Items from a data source

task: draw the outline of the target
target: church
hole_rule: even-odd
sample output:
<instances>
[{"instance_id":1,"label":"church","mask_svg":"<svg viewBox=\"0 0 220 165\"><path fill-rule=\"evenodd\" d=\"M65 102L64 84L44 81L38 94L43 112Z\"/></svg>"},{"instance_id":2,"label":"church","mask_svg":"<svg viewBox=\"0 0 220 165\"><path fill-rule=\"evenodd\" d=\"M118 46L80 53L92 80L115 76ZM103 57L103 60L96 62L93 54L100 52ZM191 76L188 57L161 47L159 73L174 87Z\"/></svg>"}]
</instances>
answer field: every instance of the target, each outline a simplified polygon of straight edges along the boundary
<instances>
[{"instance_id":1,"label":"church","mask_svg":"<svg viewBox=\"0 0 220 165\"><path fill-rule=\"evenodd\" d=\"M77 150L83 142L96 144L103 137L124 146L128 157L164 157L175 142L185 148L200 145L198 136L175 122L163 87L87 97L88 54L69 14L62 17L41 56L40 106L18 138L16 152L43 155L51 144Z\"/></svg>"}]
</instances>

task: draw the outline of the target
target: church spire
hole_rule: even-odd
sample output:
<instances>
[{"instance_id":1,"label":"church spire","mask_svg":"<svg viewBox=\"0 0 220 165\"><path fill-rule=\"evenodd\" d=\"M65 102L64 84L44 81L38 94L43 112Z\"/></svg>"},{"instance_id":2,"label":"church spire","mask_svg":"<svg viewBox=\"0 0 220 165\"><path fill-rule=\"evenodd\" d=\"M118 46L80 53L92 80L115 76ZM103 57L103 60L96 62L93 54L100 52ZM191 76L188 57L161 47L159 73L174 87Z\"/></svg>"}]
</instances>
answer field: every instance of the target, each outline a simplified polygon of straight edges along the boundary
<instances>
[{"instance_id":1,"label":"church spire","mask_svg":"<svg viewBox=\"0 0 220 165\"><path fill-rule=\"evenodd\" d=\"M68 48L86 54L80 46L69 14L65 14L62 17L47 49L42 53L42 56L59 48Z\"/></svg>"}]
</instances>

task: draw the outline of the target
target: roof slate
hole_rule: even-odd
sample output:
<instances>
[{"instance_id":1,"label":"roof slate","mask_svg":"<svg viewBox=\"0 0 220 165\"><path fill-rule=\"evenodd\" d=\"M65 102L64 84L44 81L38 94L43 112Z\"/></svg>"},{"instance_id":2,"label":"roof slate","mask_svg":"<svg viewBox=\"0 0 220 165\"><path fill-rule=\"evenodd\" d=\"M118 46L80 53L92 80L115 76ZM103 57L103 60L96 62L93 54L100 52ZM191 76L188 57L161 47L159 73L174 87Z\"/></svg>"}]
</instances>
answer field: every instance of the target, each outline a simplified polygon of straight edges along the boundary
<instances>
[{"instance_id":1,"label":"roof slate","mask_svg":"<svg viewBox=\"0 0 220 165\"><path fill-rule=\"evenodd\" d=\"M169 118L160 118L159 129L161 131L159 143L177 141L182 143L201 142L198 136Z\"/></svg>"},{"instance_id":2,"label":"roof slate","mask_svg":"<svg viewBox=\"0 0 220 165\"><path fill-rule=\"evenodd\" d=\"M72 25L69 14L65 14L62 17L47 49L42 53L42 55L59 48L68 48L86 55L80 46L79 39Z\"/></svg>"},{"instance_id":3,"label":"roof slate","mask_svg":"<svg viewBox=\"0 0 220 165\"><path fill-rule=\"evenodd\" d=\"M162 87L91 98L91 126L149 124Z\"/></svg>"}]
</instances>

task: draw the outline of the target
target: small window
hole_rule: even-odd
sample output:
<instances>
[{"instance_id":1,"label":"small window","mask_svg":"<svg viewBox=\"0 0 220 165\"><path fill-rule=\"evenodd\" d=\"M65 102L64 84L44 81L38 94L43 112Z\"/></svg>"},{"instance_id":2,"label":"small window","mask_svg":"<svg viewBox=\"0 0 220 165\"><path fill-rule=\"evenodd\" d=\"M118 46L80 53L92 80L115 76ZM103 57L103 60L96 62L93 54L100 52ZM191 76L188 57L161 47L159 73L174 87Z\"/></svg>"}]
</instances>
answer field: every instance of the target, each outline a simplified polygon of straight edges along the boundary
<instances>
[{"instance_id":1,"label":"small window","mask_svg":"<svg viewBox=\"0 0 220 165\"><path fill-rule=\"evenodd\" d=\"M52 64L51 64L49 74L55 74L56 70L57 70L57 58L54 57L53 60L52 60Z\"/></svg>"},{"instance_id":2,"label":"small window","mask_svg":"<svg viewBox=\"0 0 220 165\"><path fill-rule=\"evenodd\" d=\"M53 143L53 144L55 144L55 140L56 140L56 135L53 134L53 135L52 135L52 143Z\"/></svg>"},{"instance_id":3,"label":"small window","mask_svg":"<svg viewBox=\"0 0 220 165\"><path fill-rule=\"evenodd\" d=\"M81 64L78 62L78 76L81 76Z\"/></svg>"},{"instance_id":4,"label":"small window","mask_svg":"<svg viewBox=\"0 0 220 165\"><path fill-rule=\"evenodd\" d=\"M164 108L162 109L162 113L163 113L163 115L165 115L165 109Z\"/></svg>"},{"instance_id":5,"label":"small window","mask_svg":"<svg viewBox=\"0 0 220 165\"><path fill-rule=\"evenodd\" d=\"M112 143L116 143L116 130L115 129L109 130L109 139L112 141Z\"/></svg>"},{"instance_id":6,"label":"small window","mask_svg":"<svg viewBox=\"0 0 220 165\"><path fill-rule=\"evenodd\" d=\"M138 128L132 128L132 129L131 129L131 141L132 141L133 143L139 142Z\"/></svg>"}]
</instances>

Stated goal: State how many lines of the items above contain the string "spire", with case counting. Reply with the number alone.

Solution for this problem: 3